After getting my HDMI settings nailed down, I'm going to swing back and say that I prefer watching SD DVDs on the Toshiba HD-DVD player using HDMI/1080i.

Jeff, would you try the Star Wars "scrolling-text" test and see what you think. By the way, that is a nice looking set-up and your wide screen looks really w-i-d-e.

Kevin,

My 1st gen. Sony 7000 at 480i/component looked smooth with the Star Wars opening titles, no jaggies on Darth's helmet. The Toshiba A1 also looked good
at 1080i/HDMI. Looks like the Oppo is the issue, which is strange given its great
reviews.

I used your component settings, but backed down color and red contrast and
find the image to be pretty close to your HDMI settings.

Jeff Regan

Jeff Regan
12-16-06, 11:08 AM
The XA2 thread is even longer then this one at 105 pages!! The other interesting things about this player are that it has HDMI 1.3. My receiver has an upgrade path to 1.3 which I will be taking to benefit from the audio enhancements although I guess that things like deep color are not going to be passed to the HD81? The player also supports 1080p/24 which sounds like a good thing to me but am I missing anything.....?

(Segmentation data)
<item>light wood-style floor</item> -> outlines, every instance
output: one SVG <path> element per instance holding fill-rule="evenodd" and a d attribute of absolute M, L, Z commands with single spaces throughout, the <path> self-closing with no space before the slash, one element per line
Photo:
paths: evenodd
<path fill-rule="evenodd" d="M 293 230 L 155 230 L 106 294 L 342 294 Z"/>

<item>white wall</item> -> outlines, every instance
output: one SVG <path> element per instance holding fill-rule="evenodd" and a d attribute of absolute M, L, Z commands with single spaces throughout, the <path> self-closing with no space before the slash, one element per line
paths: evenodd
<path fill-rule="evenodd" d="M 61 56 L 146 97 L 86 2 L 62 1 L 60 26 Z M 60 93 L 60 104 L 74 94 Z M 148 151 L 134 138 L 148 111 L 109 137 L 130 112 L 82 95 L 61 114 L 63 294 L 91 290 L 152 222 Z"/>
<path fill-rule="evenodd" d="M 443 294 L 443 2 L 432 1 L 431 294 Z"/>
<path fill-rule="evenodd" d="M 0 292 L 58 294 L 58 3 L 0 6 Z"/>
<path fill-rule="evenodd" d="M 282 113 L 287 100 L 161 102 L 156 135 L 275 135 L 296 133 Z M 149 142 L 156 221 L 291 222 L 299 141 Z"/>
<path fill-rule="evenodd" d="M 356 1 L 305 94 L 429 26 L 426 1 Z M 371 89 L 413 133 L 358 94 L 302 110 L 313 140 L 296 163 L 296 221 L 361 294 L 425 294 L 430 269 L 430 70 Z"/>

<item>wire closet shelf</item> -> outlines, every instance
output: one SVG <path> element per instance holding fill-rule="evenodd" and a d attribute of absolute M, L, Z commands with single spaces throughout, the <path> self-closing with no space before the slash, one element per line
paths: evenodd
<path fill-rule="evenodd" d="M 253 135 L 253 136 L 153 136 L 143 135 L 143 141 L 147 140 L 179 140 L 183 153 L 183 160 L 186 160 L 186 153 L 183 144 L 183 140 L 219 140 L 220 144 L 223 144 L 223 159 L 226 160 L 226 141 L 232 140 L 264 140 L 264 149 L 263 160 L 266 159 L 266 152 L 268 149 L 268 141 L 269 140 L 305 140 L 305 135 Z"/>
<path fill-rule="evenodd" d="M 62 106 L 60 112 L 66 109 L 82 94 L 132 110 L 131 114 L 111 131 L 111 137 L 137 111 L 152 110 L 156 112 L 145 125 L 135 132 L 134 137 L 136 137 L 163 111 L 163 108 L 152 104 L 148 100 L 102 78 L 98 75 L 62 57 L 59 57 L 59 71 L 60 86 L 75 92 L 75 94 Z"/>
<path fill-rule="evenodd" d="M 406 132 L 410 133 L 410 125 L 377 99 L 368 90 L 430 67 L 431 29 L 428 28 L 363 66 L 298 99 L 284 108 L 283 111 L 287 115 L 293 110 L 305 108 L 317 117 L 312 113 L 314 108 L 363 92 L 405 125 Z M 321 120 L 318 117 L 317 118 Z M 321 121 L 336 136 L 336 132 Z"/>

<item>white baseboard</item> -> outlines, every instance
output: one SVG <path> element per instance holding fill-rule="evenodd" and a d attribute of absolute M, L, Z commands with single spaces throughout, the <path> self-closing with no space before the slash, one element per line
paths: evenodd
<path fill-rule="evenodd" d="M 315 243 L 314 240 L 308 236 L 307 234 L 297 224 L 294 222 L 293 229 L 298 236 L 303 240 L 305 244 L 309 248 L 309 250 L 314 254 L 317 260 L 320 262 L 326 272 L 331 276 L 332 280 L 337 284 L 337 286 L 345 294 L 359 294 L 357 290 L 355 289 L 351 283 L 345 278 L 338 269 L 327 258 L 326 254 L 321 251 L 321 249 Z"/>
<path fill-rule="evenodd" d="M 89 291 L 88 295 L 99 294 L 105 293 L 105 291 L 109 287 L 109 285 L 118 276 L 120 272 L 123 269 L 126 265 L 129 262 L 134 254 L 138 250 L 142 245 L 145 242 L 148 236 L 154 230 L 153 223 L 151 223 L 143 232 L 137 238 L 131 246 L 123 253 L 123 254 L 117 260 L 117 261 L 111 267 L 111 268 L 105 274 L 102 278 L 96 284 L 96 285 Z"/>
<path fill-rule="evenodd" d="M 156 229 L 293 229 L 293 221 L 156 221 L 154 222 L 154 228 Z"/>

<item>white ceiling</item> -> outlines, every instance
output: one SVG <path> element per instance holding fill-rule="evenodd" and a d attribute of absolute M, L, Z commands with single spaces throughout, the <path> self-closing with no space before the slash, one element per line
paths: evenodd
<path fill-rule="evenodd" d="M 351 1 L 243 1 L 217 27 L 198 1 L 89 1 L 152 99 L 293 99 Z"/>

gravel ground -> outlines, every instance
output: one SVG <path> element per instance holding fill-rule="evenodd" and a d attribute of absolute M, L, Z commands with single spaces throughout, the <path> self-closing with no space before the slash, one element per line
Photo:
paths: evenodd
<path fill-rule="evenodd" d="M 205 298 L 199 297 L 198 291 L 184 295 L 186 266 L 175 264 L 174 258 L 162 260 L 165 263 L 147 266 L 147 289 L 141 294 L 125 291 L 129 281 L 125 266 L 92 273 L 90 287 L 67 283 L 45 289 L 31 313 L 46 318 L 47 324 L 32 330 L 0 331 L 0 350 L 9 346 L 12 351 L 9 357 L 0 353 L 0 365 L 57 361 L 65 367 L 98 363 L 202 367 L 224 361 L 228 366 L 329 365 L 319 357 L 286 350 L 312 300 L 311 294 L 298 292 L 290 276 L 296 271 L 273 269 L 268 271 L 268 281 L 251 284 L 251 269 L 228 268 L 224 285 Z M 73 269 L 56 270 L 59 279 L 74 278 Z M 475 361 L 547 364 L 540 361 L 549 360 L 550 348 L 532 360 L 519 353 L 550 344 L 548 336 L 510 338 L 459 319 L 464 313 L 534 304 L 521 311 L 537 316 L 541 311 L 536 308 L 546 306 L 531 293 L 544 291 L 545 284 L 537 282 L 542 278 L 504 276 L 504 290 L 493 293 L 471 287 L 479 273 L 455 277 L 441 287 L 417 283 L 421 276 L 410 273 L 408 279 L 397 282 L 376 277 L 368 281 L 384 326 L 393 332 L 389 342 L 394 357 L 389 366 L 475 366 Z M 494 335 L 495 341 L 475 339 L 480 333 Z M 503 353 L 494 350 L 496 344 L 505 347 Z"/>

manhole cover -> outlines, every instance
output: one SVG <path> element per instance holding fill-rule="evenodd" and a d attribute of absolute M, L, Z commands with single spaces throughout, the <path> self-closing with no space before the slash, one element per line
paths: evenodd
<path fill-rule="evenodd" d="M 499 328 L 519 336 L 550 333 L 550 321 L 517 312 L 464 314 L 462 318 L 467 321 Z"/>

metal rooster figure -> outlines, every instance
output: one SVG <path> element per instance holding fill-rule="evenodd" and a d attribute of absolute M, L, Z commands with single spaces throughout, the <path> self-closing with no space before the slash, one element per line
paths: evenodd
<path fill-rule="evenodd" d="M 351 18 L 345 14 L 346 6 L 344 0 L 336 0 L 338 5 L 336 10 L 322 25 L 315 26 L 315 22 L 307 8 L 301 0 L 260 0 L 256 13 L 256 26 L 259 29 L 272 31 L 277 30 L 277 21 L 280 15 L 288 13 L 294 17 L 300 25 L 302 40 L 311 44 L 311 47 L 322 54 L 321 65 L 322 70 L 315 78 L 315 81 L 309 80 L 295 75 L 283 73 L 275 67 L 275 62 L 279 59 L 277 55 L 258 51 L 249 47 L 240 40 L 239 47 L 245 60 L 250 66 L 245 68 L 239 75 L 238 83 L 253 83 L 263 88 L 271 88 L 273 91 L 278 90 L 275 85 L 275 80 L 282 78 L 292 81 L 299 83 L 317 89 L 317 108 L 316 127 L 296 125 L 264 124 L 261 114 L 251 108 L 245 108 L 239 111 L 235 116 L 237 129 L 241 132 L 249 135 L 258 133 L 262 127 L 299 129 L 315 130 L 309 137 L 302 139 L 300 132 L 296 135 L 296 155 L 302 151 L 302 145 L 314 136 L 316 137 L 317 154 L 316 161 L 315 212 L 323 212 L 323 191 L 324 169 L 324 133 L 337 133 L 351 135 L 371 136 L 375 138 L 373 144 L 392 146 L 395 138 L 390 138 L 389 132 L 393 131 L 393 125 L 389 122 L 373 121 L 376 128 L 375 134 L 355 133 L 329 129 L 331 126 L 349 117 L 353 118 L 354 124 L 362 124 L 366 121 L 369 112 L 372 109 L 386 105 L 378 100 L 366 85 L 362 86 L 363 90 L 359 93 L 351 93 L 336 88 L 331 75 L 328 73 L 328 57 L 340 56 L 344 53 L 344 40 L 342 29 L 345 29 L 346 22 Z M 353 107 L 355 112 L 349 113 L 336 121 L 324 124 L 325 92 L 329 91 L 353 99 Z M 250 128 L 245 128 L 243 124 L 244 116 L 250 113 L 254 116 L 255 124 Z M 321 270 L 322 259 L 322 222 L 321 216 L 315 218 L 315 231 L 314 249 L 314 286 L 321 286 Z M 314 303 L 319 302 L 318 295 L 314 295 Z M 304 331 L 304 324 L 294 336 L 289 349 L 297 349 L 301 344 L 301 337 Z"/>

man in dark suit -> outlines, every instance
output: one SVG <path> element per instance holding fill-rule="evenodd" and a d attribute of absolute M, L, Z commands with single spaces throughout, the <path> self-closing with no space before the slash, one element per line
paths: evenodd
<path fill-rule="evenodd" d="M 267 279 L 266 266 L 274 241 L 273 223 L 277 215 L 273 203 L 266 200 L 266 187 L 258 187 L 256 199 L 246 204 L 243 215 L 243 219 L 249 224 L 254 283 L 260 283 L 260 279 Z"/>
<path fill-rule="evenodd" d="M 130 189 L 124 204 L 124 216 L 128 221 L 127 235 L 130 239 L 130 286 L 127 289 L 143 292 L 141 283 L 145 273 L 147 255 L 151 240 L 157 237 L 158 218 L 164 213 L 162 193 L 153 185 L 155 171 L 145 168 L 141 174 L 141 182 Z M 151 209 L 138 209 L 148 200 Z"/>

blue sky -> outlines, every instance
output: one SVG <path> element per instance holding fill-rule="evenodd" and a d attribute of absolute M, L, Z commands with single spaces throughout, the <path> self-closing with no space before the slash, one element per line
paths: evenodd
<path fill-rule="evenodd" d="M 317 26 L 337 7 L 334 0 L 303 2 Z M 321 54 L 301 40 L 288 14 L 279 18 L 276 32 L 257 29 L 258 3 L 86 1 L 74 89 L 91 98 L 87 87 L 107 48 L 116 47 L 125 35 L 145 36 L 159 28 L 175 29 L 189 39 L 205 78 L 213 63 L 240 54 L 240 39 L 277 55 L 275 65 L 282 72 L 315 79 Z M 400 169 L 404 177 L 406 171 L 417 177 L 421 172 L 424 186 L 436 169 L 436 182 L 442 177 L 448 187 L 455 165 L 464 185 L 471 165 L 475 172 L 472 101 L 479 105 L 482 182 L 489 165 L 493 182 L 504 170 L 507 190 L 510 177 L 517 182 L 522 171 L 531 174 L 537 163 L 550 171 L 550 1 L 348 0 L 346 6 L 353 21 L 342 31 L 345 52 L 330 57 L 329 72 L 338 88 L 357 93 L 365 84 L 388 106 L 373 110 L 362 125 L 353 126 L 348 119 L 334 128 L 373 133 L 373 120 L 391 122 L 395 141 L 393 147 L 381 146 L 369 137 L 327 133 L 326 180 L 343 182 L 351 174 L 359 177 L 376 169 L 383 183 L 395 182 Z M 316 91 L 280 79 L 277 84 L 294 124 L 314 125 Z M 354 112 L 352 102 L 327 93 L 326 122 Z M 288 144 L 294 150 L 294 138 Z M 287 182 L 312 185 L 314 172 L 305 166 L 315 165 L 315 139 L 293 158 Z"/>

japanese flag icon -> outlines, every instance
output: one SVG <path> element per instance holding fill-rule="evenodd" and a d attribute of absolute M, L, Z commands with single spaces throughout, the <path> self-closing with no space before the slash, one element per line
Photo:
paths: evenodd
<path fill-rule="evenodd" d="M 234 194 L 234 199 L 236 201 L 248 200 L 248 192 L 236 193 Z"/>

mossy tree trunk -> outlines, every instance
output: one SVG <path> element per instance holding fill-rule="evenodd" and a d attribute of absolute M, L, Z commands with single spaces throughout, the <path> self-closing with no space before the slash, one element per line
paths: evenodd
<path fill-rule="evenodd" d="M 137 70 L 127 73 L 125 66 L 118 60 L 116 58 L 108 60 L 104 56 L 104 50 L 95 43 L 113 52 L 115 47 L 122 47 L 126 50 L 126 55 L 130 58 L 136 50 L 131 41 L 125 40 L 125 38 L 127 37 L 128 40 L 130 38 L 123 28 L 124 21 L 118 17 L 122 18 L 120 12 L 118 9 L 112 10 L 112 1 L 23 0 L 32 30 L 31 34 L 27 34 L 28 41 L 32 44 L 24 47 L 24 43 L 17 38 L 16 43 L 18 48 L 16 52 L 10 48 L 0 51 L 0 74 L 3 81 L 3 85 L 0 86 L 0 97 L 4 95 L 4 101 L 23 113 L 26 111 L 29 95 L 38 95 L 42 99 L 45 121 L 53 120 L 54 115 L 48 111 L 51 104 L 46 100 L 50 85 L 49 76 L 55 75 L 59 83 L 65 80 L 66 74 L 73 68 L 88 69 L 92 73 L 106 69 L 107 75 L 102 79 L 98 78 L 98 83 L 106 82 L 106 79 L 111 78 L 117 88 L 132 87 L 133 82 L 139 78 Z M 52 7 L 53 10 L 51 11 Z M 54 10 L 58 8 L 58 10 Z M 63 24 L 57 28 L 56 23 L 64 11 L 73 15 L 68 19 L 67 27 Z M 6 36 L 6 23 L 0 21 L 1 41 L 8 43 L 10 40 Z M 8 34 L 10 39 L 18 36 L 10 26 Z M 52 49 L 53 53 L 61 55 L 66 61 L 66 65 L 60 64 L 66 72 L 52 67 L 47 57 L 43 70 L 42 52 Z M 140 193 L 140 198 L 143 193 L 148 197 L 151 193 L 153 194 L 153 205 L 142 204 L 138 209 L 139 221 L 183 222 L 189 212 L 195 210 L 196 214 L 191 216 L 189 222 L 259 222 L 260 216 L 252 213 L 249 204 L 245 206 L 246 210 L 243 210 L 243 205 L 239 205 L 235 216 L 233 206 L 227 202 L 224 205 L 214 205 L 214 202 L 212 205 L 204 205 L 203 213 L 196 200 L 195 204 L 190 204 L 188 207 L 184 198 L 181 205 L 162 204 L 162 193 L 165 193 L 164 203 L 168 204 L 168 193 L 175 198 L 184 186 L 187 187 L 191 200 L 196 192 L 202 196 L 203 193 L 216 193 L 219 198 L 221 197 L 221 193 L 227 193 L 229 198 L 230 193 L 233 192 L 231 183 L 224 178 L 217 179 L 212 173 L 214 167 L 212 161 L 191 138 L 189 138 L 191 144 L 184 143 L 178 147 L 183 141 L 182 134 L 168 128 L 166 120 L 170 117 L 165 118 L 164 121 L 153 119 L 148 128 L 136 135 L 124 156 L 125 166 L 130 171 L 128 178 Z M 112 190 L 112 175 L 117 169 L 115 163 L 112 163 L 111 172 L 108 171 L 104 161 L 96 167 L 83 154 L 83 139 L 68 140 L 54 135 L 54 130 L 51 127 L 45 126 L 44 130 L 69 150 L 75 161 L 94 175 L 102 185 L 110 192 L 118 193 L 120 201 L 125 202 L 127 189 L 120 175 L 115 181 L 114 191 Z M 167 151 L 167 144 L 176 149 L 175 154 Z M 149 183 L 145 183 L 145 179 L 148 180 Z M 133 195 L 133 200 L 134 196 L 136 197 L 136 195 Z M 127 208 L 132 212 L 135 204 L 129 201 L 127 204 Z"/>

Short problem 1: Copy the part of the DVD player discussion starting at "Jeff, would you" and ending at "your HDMI settings.", replacing every occurrence of "component" with "composite".
Short problem 2: According to the DVD player discussion, how many pages long is the XA2 thread?

Answer 1:
Jeff, would you try the Star Wars "scrolling-text" test and see what you think. By the way, that is a nice looking set-up and your wide screen looks really w-i-d-e.

Kevin,

My 1st gen. Sony 7000 at 480i/composite looked smooth with the Star Wars opening titles, no jaggies on Darth's helmet. The Toshiba A1 also looked good
at 1080i/HDMI. Looks like the Oppo is the issue, which is strange given its great
reviews.

I used your composite settings, but backed down color and red contrast and
find the image to be pretty close to your HDMI settings.

Answer 2: 105 pages